### DOCUMENT EXCERPT
— START —
I don’t remember who came to my door. I don’t remember what he said. I do remember he was angry.
 
I had just finished reading a book called “Summerhill” by an English schoolmaster, A.S. Neill. Its theme was ‘freedom, not license’. Each student in Neill’s school was free to do what he wanted as long as the conduct didn’t hurt someone else. The community Neill had created was a free, creative, loving, respectful, responsible interaction of unique human beings.
 
Recently, I’d been involved in disciplinary battles with my preschool sons. The battles resulted in increasingly destructive behavior in them and increased frustration in me. I decided to give Neill’s methods a try, both with my own children and with other people in my life.
 
The man at the door wasn’t hurting me. I decided to allow him to vent his anger. I didn’t do it because it was something I ought to do. I did it because I chose to do it. I experienced acceptance of the anger and no desire to retaliate. Suddenly, the anger stopped.
 
Nothing changed. My house, the door, the living room, the man, were all still there, just as they had been five minutes before.
— END —
### TASKS
- 1) For each statement about the passage on the angry visitor, answer yes or no and quote the words of the passage that decide it: (a) The narrator remembers what the visitor said. (b) The narrator's disciplinary battles with the preschool sons made the boys' behavior more destructive. (c) The narrator let the man vent his anger out of a sense of obligation.
- 2) Carry on the passage about the angry visitor, picking up after its last sentence.
The listing after this point comes from a separate source.

### SUPPLIED MATERIAL
— START —
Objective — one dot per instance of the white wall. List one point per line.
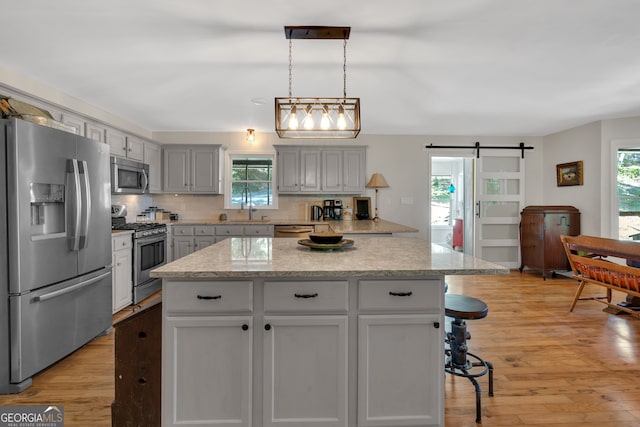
(581, 143)
(401, 159)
— END —
### SOLVED TASKS
- 1)
(a) No: "I don’t remember what he said."
(b) Yes: "The battles resulted in increasingly destructive behavior in them"
(c) No: "I didn’t do it because it was something I ought to do."

- 2)
Yet everything changed. Suddenly, I understood the meaning of words I’d been taught as a child: “But I say unto you, that ye resist not evil; but whosoever shall smite thee on thy right cheek, turn to him the other also.” Matthew 6:39.
 
I couldn’t stop playing with these ideas. Was my life the same or was it different? Did I know or did I know nothing? I wasn’t sure.
 
My five-year-old son Bill began wetting the bed after his youngest brother was born. At first, I ignored the bedwetting. Perhaps it would disappear on its own. When it didn’t, I explained to him why he was too big a boy to wet the bed. The wetting continued. I reasoned with him, threatened him, screamed at him, and spanked him. The wetting continued. I felt more and more angry and frustrated.
 
Neill frequently dealt with problem behavior by rewarding his students. While rewards for bad behavior didn’t make sense, nothing else had worked. Neill’s ideas worked with the man at the door. I decided to try them with the bedwetting problem.
 
The next time Bill wet the bed, I gave him a penny. He stared at me in confusion. The following morning, his bed was dry. He never wet it again. My anger and frustration disappeared.
 
What a powerful tool! I began using Neill’s ideas with neighboring children.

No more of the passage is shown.